__WHAT THE EXERCISE ASKS__
Express every line of the listing below as a JSON list of strings, one string per line, with blank lines left out.

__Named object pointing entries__
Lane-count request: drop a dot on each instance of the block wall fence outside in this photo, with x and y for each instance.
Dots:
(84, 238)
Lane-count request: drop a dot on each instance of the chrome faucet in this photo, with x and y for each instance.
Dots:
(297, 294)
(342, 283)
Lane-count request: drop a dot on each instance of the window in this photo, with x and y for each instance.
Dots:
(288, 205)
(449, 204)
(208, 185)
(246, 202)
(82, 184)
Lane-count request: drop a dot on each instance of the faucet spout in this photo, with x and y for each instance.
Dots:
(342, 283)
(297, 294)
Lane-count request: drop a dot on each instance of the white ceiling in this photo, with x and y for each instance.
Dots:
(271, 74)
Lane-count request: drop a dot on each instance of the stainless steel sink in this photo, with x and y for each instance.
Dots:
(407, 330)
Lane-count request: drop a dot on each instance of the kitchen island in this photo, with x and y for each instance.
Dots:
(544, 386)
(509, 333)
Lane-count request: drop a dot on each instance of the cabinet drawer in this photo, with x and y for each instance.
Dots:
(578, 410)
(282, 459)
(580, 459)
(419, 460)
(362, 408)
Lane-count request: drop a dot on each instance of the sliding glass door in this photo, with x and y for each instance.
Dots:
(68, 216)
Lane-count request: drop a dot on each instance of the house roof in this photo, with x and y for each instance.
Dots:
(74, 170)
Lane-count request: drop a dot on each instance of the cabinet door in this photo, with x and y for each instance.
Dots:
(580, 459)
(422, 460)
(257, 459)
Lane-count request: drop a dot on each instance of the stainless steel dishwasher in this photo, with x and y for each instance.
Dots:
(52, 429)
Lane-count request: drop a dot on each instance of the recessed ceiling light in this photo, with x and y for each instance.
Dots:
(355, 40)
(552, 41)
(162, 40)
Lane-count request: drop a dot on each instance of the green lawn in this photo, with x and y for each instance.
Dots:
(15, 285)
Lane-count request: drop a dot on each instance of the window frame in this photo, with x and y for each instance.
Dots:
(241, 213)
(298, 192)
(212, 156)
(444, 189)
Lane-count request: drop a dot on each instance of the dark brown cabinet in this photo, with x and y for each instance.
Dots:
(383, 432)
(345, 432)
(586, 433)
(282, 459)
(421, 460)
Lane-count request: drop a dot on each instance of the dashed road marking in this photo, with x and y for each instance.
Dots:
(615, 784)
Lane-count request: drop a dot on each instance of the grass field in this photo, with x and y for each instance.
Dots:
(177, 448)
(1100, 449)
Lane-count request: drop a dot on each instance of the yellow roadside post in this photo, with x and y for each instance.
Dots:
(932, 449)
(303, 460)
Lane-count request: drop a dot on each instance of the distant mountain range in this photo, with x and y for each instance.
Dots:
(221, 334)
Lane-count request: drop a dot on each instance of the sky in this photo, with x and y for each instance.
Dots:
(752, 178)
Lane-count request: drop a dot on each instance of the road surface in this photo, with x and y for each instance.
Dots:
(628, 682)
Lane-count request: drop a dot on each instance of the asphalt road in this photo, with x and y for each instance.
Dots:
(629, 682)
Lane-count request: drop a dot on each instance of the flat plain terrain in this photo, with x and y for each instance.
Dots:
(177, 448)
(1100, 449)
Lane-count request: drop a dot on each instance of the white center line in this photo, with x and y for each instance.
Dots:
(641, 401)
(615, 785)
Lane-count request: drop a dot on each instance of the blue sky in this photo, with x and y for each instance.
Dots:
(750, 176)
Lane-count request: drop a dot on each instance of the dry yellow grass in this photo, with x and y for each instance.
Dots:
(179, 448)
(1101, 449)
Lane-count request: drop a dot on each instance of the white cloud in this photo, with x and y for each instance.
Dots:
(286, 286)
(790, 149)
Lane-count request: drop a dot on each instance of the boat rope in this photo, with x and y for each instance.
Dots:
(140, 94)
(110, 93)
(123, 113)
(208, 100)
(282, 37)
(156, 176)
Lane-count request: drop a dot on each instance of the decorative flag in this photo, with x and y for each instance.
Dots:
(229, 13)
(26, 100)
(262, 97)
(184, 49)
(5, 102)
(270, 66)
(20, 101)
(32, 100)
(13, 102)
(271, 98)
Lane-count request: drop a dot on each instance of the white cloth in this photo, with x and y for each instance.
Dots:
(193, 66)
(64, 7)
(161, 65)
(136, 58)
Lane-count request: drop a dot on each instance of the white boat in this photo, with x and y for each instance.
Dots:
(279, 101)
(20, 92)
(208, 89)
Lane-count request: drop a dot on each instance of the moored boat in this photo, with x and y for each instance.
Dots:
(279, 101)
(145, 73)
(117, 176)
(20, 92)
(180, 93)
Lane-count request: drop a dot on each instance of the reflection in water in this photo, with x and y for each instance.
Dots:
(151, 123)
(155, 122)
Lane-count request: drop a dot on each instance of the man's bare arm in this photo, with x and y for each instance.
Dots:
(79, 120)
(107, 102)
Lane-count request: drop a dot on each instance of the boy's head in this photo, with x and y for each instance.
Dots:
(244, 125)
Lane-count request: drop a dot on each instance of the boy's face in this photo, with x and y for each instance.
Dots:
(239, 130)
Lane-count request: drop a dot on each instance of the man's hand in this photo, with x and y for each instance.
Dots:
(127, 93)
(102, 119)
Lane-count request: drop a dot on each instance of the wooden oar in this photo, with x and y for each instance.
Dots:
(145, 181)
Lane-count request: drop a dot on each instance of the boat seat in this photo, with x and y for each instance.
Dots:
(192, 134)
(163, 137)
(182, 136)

__EXPECTED ANSWER__
[
  "Lane-count request: drop a dot on each instance of the block wall fence outside in this photo, with x and y for each instance.",
  "Dots:",
  "(84, 238)",
  "Lane-count request: drop a dot on each instance of the chrome faucet in this photo, with x and y for each instance.",
  "Dots:",
  "(297, 294)",
  "(342, 283)",
  "Lane-count request: drop a dot on each instance of the window in this photo, with x and y for each instance.",
  "Dots:",
  "(288, 205)",
  "(449, 204)",
  "(208, 185)",
  "(246, 202)",
  "(82, 184)",
  "Lane-count request: drop a dot on each instance of the faucet spout in this photo, with x and y for each instance.",
  "Dots:",
  "(342, 283)",
  "(297, 294)",
  "Lane-count request: drop a dot on each instance of the white ceiling in this photo, with x and y for each instance.",
  "Dots:",
  "(271, 74)",
  "Lane-count request: drop a dot on each instance of the stainless steel sink in this photo, with x and y for each instance.",
  "Dots:",
  "(407, 330)",
  "Lane-count request: drop a dot on each instance of the kitchen island in this photo, with x and y for each instance.",
  "Dots:",
  "(544, 386)",
  "(509, 333)",
  "Lane-count request: drop a dot on each instance of the cabinet drawer in this photo, with x and y for each instance.",
  "Dots:",
  "(578, 410)",
  "(282, 459)",
  "(580, 459)",
  "(419, 460)",
  "(362, 408)",
  "Lane-count request: drop a dot on each instance of the sliding glass door in this photo, with x and y for each instance.",
  "Dots:",
  "(68, 216)",
  "Lane-count request: drop a dot on each instance of the house roof in this photo, with x and y for each instance.",
  "Dots:",
  "(74, 170)",
  "Lane-count request: drop a dot on each instance of the cabinet door in this photo, with x and y for each instance.",
  "Dots:",
  "(580, 459)",
  "(422, 460)",
  "(257, 459)",
  "Lane-count request: drop a dot on each instance of the stainless steel dishwasher in this photo, with x and y for each instance.",
  "Dots:",
  "(52, 429)",
  "Lane-count request: drop a dot on each instance of the recessed ceiling light in this photo, with x and y for each instance.",
  "Dots:",
  "(355, 40)",
  "(552, 41)",
  "(162, 40)",
  "Lane-count request: drop a dot on each instance of the green lawn in this photo, with x and y for each instance.",
  "Dots:",
  "(15, 285)",
  "Lane-count request: drop a dot on each instance of the window frame in this photo, with x and y for each instance.",
  "Dots:",
  "(241, 213)",
  "(298, 192)",
  "(212, 156)",
  "(444, 189)",
  "Lane-count request: drop a dot on each instance of the dark brown cabinet in this photo, with x and y for each instance.",
  "Dots:",
  "(383, 432)",
  "(345, 432)",
  "(586, 433)",
  "(282, 459)",
  "(421, 460)",
  "Lane-count request: drop a dot on each instance of the dashed road marking in this photo, with x and y for each instance.",
  "Dots:",
  "(615, 784)",
  "Lane-count request: drop a dot on each instance of the grass field in this photo, with x and y for each instance.",
  "Dots:",
  "(177, 448)",
  "(1100, 449)",
  "Lane-count request: drop a dot on each instance of the yellow roadside post in this photo, with x and y for each instance.",
  "Dots:",
  "(932, 449)",
  "(303, 460)",
  "Lane-count request: drop a dot on each instance of the distant mountain range in this photo, with x and y for each instance.",
  "Dots:",
  "(221, 334)",
  "Lane-count request: drop a dot on each instance of the sky in this photo, with x and y for each instance.",
  "Dots:",
  "(752, 178)",
  "Lane-count request: drop a dot on each instance of the road surface in this photo, with x and y for each instance.",
  "Dots:",
  "(628, 682)",
  "Lane-count request: drop a dot on each instance of the asphalt road in this photo, with x and y for each instance.",
  "Dots:",
  "(629, 682)",
  "Lane-count request: drop a dot on each instance of the flat plain terrain in this photo, with x and y for each instance.",
  "Dots:",
  "(177, 448)",
  "(1100, 449)",
  "Lane-count request: drop a dot on each instance of the white center line in this photo, with x and y for each instance.",
  "Dots:",
  "(641, 401)",
  "(615, 785)",
  "Lane-count request: drop a dot on each instance of the blue sky in this photo, with x and y for each instance.",
  "Dots:",
  "(750, 176)",
  "Lane-count request: drop a dot on each instance of the dry yellow grass in this photo, with x and y for each instance.",
  "Dots:",
  "(179, 448)",
  "(1101, 449)",
  "Lane-count request: drop a dot on each instance of the white cloud in this photo, with x and y for each instance.",
  "Dots:",
  "(286, 286)",
  "(790, 149)",
  "Lane-count request: drop a dot on each instance of the boat rope in this photo, with x and y for each instance.",
  "Dots:",
  "(140, 94)",
  "(110, 93)",
  "(123, 113)",
  "(208, 100)",
  "(282, 37)",
  "(156, 176)",
  "Lane-count request: drop a dot on each instance of the decorative flag in this photo, with x and y for each instance.",
  "Dots:",
  "(229, 13)",
  "(26, 100)",
  "(262, 97)",
  "(184, 49)",
  "(5, 102)",
  "(270, 66)",
  "(20, 101)",
  "(32, 100)",
  "(13, 102)",
  "(271, 98)",
  "Lane-count request: drop a dot on each instance of the white cloth in this photo, with x and y for each instance.",
  "Dots:",
  "(193, 66)",
  "(64, 7)",
  "(161, 65)",
  "(136, 58)",
  "Lane-count request: drop a dot on each instance of the white boat in this photo, with x and y for each instance.",
  "Dots:",
  "(279, 101)",
  "(20, 92)",
  "(208, 89)",
  "Lane-count request: drop a dot on each instance of the moored boat in this photo, with x and y for each instance.",
  "Dots:",
  "(279, 101)",
  "(145, 73)",
  "(117, 176)",
  "(20, 92)",
  "(180, 93)",
  "Lane-count request: drop a dot on each instance of the reflection in water in this photo, with x and y for each instance.",
  "Dots:",
  "(151, 123)",
  "(155, 122)",
  "Lane-count request: drop a dot on each instance of the man's bare arm in this photo, with x and y for each instance.",
  "Dots:",
  "(79, 120)",
  "(107, 102)",
  "Lane-count request: drop a dot on each instance of the boy's head in this photo, with x and y for each instance.",
  "Dots:",
  "(244, 125)",
  "Lane-count request: drop a dot on each instance of the boy's face in this photo, with x and y for each instance.",
  "Dots:",
  "(239, 130)",
  "Lane-count request: drop a dot on each instance of the man's hand in this photo, with x and y for each instance.",
  "Dots:",
  "(127, 93)",
  "(102, 119)",
  "Lane-count request: drop a dot on each instance of the wooden oar in this photo, with x and y for each instance.",
  "Dots:",
  "(145, 181)",
  "Lane-count request: drop a dot on each instance of the boat seat in this photo, with x and y for each instance.",
  "Dots:",
  "(192, 134)",
  "(163, 137)",
  "(182, 136)"
]